EXCERPT:
JAD: His eyes grew wider, she says, and then wider. And then ...

SUSAN SCHALLER: He slaps his hands on the table. "Oh! Everything has a name!" And he looks at me in this demanding way and I sign "table." And he points to the door and I sign "door." And he points to the clock and he points to me, and I sign "Susan." And then he started crying. He just collapsed and he started crying. What is it that happens in human beings when we get symbols and we start trading symbols? It changes our thinking. It changes our ideas of—it is no longer the thing, a table that we eat on, but there's something about the symbol "table" that makes the table look different. Ildefonso was in love. He was in love. Like, everything has a name. And for the first couple weeks he had this list of names that kept growing and growing.

[ARCHIVE CLIP, CHILD: Paper.]

[ARCHIVE CLIP, CHILD: Eagle.]

[ARCHIVE CLIP, CHILD: Clock.]

[ARCHIVE CLIP, CHILD: Green.]

SUSAN SCHALLER: I kept copying words for him.

DATA SHOWN:
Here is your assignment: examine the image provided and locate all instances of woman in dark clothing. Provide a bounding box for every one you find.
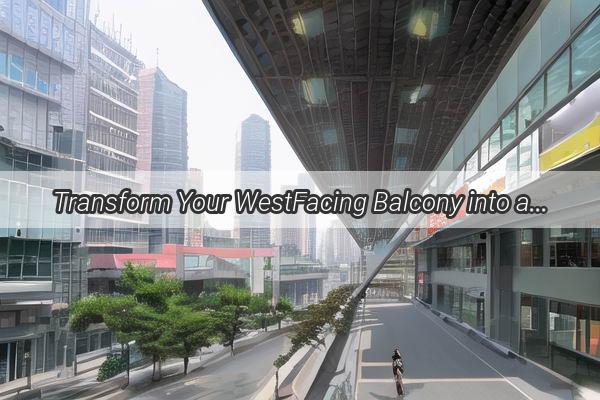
[392,349,404,395]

GOAL OF THE EXERCISE:
From the transcript about Ildefonso learning names, print the passage that begins with the words "JAD: His eyes" and ends after the words "growing and growing.", copying it without any change.

SOLVED PROBLEM:
JAD: His eyes grew wider, she says, and then wider. And then ...

SUSAN SCHALLER: He slaps his hands on the table. "Oh! Everything has a name!" And he looks at me in this demanding way and I sign "table." And he points to the door and I sign "door." And he points to the clock and he points to me, and I sign "Susan." And then he started crying. He just collapsed and he started crying. What is it that happens in human beings when we get symbols and we start trading symbols? It changes our thinking. It changes our ideas of—it is no longer the thing, a table that we eat on, but there's something about the symbol "table" that makes the table look different. Ildefonso was in love. He was in love. Like, everything has a name. And for the first couple weeks he had this list of names that kept growing and growing.